-- Labeled contour rows --

--

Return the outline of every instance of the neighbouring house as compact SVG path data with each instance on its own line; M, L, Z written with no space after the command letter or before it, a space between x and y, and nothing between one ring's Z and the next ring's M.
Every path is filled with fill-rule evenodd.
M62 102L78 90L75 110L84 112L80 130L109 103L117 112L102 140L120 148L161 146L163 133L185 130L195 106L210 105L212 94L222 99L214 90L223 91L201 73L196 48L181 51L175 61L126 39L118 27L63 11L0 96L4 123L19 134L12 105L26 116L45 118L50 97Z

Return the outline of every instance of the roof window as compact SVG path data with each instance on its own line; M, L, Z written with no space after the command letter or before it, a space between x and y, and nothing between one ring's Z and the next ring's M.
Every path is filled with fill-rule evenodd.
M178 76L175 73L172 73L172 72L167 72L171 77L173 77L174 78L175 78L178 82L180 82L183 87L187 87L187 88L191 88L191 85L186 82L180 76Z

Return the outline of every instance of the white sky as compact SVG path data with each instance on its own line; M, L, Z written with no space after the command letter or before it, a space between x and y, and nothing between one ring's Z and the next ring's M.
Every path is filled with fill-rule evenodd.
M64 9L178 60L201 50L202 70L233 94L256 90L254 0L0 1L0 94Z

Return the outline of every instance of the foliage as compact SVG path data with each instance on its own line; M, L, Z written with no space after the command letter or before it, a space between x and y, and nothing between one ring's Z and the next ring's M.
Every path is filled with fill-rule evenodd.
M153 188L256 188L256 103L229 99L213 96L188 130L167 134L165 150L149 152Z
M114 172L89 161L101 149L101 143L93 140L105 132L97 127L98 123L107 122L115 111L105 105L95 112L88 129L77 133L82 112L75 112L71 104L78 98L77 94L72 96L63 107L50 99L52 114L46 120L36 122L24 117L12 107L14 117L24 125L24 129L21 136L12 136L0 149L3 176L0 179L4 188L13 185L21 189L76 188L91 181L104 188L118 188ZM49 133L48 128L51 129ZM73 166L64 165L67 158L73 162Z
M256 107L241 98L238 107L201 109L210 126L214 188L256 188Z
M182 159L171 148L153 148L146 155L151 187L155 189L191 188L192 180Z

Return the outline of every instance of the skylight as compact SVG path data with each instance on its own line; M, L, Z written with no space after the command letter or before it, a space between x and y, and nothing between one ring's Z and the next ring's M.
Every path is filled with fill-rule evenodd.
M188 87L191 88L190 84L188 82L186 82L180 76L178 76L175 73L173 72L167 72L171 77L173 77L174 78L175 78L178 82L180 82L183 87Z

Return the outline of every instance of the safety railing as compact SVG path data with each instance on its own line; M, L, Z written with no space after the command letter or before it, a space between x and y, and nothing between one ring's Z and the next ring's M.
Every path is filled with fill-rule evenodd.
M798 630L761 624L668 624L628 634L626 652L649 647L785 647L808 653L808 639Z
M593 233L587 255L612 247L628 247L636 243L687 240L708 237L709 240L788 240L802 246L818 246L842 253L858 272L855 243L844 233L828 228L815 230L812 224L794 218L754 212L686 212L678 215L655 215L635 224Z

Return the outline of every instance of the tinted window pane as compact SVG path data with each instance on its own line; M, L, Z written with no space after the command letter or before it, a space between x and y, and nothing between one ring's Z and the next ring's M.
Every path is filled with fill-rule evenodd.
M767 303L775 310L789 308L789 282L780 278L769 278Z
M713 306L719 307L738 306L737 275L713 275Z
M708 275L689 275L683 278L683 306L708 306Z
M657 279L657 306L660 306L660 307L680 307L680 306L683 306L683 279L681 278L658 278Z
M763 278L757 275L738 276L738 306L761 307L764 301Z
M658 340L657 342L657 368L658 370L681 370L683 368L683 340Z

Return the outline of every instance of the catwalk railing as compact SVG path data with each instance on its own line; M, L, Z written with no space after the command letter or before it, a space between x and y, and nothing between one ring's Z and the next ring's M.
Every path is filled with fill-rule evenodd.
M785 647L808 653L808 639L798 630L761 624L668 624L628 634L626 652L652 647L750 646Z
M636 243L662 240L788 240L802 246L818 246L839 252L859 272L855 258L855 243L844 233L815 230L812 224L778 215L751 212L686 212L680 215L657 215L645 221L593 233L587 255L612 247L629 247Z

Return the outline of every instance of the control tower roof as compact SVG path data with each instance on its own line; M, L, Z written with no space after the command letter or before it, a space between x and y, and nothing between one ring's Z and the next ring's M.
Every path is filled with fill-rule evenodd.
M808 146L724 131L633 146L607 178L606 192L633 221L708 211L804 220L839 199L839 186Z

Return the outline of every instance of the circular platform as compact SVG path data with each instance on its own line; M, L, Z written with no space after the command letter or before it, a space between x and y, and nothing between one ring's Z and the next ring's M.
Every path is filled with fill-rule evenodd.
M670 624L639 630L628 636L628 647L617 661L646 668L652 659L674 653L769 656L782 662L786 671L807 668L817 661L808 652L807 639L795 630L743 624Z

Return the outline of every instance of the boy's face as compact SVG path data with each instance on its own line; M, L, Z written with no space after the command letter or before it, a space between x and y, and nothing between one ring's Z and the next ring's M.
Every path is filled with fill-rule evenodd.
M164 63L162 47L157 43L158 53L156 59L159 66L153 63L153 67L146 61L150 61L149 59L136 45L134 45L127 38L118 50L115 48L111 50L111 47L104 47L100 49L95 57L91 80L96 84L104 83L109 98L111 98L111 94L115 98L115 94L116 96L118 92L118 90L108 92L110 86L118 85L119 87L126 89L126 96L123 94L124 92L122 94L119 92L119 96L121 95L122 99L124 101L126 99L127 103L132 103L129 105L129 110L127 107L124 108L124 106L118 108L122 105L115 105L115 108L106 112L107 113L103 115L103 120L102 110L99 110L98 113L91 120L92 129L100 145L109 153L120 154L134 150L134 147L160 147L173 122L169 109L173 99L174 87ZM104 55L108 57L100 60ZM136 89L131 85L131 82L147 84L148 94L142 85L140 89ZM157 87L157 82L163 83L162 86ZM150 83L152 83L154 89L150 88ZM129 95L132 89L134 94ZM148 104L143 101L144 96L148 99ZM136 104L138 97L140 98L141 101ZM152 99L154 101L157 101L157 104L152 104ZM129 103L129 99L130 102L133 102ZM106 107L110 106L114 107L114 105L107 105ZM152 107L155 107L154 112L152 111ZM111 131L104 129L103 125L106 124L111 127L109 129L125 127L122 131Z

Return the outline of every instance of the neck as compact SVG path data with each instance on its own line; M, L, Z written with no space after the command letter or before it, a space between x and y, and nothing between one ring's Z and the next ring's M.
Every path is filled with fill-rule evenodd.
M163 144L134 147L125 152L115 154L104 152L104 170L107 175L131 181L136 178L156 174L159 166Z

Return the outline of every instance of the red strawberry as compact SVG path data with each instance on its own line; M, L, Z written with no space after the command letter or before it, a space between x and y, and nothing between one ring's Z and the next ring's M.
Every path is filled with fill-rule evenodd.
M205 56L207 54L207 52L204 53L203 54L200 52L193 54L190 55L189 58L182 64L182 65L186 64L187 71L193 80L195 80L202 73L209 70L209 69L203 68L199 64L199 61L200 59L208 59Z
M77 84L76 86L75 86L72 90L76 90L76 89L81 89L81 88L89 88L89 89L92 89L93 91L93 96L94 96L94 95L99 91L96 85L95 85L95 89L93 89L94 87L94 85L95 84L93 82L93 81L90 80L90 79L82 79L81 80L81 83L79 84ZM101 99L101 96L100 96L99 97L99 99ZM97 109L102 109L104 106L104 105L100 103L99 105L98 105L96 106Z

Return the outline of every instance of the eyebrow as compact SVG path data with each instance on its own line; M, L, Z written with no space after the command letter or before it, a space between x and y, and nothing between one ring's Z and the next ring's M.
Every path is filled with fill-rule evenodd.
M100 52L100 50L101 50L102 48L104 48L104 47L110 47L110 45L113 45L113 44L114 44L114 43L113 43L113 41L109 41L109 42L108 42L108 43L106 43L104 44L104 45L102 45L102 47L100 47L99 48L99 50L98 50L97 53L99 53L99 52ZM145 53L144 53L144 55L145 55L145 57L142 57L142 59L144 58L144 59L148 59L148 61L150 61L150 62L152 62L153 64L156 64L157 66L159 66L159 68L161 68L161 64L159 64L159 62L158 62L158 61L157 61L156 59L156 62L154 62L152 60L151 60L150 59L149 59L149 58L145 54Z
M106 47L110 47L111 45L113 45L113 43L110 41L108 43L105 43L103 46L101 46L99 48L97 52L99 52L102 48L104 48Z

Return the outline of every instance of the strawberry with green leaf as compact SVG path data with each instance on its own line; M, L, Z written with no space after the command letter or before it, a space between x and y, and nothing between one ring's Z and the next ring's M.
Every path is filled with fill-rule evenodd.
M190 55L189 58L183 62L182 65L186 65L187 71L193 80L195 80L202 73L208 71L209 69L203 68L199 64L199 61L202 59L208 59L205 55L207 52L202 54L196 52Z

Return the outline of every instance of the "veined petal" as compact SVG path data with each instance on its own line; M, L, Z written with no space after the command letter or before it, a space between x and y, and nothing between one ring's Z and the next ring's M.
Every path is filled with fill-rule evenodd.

--

-- Work required --
Please return, with no changes, the lines in the rows above, beginning at the line with "Return the outline of every instance of the safety" and continuing through the line with "M658 340L657 342L657".

-- Written solution --
Return the outline of every instance of the safety railing as compact SVG path data with each instance on its own line; M, L, Z written with no space after the command letter or before it, a space between x and y, and nothing between one ring's Z and the next ring's M.
Every path is filled with fill-rule evenodd.
M798 630L761 624L668 624L628 634L626 652L649 647L785 647L808 653L808 639Z
M593 233L587 255L612 247L628 247L636 243L687 240L708 237L709 240L788 240L802 246L818 246L842 253L858 272L855 243L844 233L828 228L815 230L812 224L794 218L754 212L686 212L678 215L655 215L635 224Z

Return the outline of every instance of the tinted window pane as compact SVG path data with each instance on its own line; M, L, Z written with no space after the command letter or before it, a space between x and y, and nothing between one ring's Z and the next ring's M.
Every path is filled with fill-rule evenodd.
M767 303L775 310L789 308L789 282L780 278L769 278Z
M713 306L719 307L738 306L737 275L713 275Z
M708 275L689 275L683 278L683 306L708 306Z
M657 279L657 306L660 306L660 307L680 307L680 306L683 306L683 279L681 278L658 278Z
M763 278L757 275L738 276L738 306L761 307L764 301Z
M658 340L657 342L657 368L658 370L681 370L683 368L683 340Z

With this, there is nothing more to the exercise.